[Instruction 1]
Convert the records, from their first line up to and including the line with "pixel 552 435", into a Markdown table with the columns Row and Record line. Give each row its number and leave out blank lines.

[Quoted passage]
--- --- ---

A representation of odd numbers. The problem asks to prove:
$$2\mathbb{Z}+1=\{x\in\mathbb{Z}\ |\ \exists\ n\in\mathbb{N}\ s.t. |x|=\frac{d(n^2)}{d(n)}\}.$$
where $d(n)$ is the function that counts the number of positive divisors of $n$.
I see that if the prime factorization of $n=p_1^{m_1}\dots p_k^{m_k}$, then $d(n)=\prod_{i=1}^k(m_i+1)$, therefore reduce the problem to 
$$2\mathbb{Z}+1=\{x\in\mathbb{Z}|\exists m_1,\dots,m_k\in\mathbb{N} , s.t. |x|=\prod_{i=1}^k\frac{2m_i+1}{m_i+1}\}.$$
But I have no idea how to proceed, please help.

--- --- ---

[Material for this task]
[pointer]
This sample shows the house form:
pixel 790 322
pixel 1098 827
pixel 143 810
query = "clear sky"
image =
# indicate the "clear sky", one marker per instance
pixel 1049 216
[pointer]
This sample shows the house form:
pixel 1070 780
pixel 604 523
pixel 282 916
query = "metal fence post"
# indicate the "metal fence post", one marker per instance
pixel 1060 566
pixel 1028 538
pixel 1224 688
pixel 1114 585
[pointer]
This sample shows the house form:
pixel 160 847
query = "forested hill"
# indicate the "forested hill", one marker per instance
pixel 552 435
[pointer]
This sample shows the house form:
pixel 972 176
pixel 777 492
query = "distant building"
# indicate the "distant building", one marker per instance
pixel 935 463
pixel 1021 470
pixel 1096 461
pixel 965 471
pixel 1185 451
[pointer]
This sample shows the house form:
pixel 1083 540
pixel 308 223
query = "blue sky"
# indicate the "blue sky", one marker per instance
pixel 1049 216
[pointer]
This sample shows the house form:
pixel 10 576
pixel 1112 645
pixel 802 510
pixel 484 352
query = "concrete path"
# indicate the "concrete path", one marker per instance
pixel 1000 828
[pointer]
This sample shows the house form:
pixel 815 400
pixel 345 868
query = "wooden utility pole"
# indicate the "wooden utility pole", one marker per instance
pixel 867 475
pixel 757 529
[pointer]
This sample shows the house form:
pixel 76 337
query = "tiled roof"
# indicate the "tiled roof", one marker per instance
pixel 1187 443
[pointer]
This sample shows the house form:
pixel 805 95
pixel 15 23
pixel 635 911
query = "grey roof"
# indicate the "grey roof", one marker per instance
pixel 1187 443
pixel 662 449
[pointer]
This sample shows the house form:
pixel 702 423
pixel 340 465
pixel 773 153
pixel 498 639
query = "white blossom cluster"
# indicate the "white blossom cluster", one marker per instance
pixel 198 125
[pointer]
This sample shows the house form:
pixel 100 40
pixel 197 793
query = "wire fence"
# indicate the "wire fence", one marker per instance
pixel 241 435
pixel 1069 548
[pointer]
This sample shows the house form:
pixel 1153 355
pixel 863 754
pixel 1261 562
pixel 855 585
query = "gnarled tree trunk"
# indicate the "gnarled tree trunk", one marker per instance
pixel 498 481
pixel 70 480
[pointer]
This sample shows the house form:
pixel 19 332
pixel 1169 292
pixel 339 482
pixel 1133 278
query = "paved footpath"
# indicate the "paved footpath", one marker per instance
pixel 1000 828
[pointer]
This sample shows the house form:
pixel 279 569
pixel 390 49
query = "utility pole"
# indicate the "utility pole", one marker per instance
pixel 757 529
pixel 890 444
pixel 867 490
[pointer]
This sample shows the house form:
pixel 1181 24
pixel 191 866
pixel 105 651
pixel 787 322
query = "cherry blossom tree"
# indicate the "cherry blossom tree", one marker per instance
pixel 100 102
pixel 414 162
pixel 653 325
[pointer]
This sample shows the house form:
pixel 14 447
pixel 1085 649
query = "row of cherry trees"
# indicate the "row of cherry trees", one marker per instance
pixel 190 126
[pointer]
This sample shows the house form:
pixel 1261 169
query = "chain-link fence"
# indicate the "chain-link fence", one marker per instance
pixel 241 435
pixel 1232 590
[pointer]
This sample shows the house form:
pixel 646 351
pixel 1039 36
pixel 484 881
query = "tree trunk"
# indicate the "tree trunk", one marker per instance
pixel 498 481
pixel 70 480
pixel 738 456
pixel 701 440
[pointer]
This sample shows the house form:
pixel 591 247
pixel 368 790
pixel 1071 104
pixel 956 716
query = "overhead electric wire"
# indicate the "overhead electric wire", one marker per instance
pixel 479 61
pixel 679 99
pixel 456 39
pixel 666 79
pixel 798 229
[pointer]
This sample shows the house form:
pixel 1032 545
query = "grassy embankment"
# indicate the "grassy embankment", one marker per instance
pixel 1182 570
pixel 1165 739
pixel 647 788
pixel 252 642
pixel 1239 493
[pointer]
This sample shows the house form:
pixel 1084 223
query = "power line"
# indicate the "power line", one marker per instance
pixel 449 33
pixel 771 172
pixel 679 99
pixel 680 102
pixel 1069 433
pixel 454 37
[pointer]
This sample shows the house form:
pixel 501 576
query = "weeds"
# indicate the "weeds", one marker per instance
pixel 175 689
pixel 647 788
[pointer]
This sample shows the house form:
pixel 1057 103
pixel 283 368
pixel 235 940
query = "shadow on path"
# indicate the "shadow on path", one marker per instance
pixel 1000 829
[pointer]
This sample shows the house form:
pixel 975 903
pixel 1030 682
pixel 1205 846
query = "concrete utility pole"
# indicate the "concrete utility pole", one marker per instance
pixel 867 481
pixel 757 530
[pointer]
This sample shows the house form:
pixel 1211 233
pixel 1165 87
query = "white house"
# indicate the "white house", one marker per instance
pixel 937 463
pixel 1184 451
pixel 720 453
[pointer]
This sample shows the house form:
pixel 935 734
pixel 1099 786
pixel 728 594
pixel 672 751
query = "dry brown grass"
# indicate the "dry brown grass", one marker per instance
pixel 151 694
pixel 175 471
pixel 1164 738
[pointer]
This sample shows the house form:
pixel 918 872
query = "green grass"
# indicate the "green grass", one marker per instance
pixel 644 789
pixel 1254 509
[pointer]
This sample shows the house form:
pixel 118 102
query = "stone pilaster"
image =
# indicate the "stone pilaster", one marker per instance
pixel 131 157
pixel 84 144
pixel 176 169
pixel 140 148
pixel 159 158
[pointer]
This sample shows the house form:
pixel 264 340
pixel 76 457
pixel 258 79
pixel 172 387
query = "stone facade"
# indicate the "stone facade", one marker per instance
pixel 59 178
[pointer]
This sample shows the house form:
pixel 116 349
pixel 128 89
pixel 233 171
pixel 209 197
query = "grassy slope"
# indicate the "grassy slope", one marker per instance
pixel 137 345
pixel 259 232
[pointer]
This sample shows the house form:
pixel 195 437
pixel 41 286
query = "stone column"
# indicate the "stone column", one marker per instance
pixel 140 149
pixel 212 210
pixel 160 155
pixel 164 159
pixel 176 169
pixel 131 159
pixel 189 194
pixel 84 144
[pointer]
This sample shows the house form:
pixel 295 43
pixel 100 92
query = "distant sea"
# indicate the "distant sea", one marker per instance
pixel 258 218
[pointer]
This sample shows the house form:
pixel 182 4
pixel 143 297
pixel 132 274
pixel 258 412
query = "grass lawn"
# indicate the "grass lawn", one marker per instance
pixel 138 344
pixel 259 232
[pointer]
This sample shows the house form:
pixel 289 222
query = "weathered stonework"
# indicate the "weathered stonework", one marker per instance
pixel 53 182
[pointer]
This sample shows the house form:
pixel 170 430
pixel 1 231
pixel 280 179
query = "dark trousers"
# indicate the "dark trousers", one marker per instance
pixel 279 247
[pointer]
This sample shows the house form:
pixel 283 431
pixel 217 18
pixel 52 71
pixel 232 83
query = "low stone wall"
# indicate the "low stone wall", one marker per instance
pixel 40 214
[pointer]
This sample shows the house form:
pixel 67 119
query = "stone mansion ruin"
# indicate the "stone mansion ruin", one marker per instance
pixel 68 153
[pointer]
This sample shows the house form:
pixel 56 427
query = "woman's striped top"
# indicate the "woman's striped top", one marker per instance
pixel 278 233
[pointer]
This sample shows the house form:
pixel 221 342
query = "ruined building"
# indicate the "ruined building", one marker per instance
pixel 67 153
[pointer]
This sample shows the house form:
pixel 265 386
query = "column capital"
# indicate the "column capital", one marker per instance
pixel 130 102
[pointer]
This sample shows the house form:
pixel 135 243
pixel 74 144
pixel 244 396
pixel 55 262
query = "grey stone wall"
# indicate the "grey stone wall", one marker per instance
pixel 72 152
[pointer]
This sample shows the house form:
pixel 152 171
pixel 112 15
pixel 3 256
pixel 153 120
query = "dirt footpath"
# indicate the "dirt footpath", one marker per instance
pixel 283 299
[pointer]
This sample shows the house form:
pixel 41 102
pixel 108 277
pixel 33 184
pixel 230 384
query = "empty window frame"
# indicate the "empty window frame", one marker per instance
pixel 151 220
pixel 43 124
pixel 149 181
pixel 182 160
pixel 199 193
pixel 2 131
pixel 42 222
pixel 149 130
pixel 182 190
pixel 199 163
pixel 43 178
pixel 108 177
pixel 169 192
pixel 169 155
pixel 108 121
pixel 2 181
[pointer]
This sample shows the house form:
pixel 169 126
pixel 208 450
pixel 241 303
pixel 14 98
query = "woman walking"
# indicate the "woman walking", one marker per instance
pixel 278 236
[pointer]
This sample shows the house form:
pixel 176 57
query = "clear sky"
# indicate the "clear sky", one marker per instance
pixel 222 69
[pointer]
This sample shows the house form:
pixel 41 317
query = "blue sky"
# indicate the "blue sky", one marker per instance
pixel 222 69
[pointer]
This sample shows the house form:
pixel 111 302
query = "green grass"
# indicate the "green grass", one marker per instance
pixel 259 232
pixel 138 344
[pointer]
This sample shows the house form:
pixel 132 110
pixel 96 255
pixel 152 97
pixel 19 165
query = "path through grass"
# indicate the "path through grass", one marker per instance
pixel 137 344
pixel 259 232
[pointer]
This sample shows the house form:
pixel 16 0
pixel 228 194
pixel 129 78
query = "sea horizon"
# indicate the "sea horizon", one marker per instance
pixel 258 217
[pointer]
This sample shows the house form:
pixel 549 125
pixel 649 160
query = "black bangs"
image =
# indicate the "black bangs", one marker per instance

--- --- ---

[Instruction 2]
In the odd-numbers problem, what does the function d(n) count?

[Response 1]
| Row | Record line |
|---|---|
| 1 | [pointer] |
| 2 | This sample shows the house form: |
| 3 | pixel 790 322 |
| 4 | pixel 1098 827 |
| 5 | pixel 143 810 |
| 6 | query = "clear sky" |
| 7 | image = |
| 8 | # indicate the "clear sky", one marker per instance |
| 9 | pixel 1049 216 |
| 10 | [pointer] |
| 11 | This sample shows the house form: |
| 12 | pixel 1070 780 |
| 13 | pixel 604 523 |
| 14 | pixel 282 916 |
| 15 | query = "metal fence post" |
| 16 | # indicate the "metal fence post", one marker per instance |
| 17 | pixel 1060 566 |
| 18 | pixel 1028 538 |
| 19 | pixel 1224 688 |
| 20 | pixel 1114 585 |
| 21 | [pointer] |
| 22 | This sample shows the house form: |
| 23 | pixel 160 847 |
| 24 | query = "forested hill" |
| 25 | # indicate the "forested hill", one marker per instance |
| 26 | pixel 552 435 |

[Response 2]
It counts the number of positive divisors of n.